## Exercises to complete
#1 Please list every item on the submission checklist in the project instructions below.
#2 According to the project instructions below, why is it unnecessary to call the DFS and post-order functions for inputs #5 and above? Answer in one to three sentences.
#3 Answer these from the project instructions below:
(a) How long is the human BRCA2 gene input?
(b) What source do the project instructions give for the Covid-19 inputs?
(c) What longest exact matching repeat do they give for "banana", and at which positions does it start?

## Text section
⟨
Input #1: string s1 English alphabet (BWT index)

Input #2: string s2 English alphabet (BWT index)

Input #3: Opsin gene in human (3,302 bp) DNA alphabet

Input #4: Opsin gene in mouse (3,843 bp) DNA alphabet

Input #5: Human BRCA2 gene (11,382 bp) DNA alphabet (BWT index)

Input #6: Tomato's chloroplast genome (155,461 bp) DNA alphabet

Input #7: Yeast's Chromosome 12 (1,078,175 bp) DNA alphabet

Covid-19 Inputs: (source: NCBI Virus database)

Covid-19 Wuhan China: FASTA BWT

Covid-19 USA: FASTA BWT

Covid-19 Australia: FASTA BWT

Covid-19 India: FASTA BWT

Covid-19 Brazil: FASTA BWT

Testing:

Inputs are ordered by their size. For testing/demo purposes, try to find out how much and how well your implementation scales across these inputs (until memory is not sufficient). This means measuring the total runtime for tree construction alone (i.e., excluding the times to load the input or print output) for these input sizes. If you can also measure the peak memory usage of your code while its running (in Unix you can do this by running and monitoring the top command).
Since inputs #5 and above are large strings, calling the DFS and post-order functions is NOT needed as the outputs will be very large. But make sure you test the DFS & post-order display parts for the smaller inputs.

Tips on Testing:

Testing incrementally and writing functions and testing each function as you go (modular testing) are going to be important for this project.
I suggest you first implement the Naive version of the algorithm first. This naive version is the version that does not use suffix links (i.e., simply calls FindPath from the root for each suffix).
Once that naive version works, that means your FindPath code works.
Next, test the full-blown suffix-link version of the code taking into the account all four sub-cases.

SEE DETAILED NOTES ON HOW TO TEST YOUR CODE - I SUGGEST HERE 4 WAYS TO INCREMENTALLY TEST YOUR CODE.

Report:

In a separate Word or PDF document, report the following:

System configuration: CPU used, Clock rate, RAM, Cache size (if you know it).
Construction performance: For all the inputs successfully tested, report the running times for ST construction (do not include other times such as I/O read time or print times). Time can be reported in seconds or milliseconds or microseconds. If you want to report any other performance statistics you are welcome to do so in your report.
Justification: Do the performance observations made above, meet your expectations? Please explain.
Implementation constant: Report your implementation's space constant for your code - i.e., how many bytes does your code consume for every input byte? This can obviously be a roughly estimate (need not be exact) intended to give the end user an idea of your code's peak memory usage behavior.
BWT index: . For this component, please output the BWT index for all the inputs, following the example shown here for the string banana$ . Name the BWT file should denote which input - e.g., yeast_BWT.txt for yeast. )
Exact matching repeat: For each of the input sequence, what is the length and the <start> coordinates of the longest exact matching repeat? The repeat occurrences may or may not be overlapping as long as they don't share the exact same start and end coordinates. For example, for sequence "banana" it should be "ana" starting at positions 2 and 4. In your report, also comment on how you found this repeat - i.e., your algorithm to find this repeat.

CHECKLIST FOR SUBMISSION:

___ Cover sheet

___ Source code

___ A helpful readme file saying how to compile and run the code

___ Output file showing the statistics asked (don't display or dump the entire suffix tree please!) for all the test inputs (or at least up to the largest input you could run on your machine)

___ Report (Word or PDF)

___ All the above zipped into an archive folder that follows the naming convention mentioned above in the instructions.
⟩
## Entries shown
⟨
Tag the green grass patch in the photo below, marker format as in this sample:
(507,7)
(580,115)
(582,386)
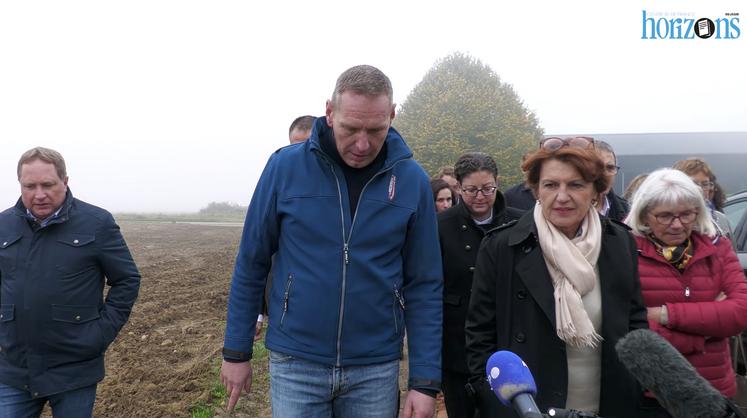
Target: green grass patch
(258,399)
⟩
## Answer section
#1
- Cover sheet
- Source code
- A helpful readme file saying how to compile and run the code
- Output file showing the statistics asked for all the test inputs (or at least up to the largest input you could run on your machine)
- Report (Word or PDF)
- All the above zipped into an archive folder that follows the naming convention mentioned in the instructions

#2 Inputs #5 and above are large strings, so the outputs of those functions would be very large. The DFS and post-order display parts still need testing on the smaller inputs.

#3
(a) 11,382 bp.
(b) The NCBI Virus database.
(c) "ana", starting at positions 2 and 4.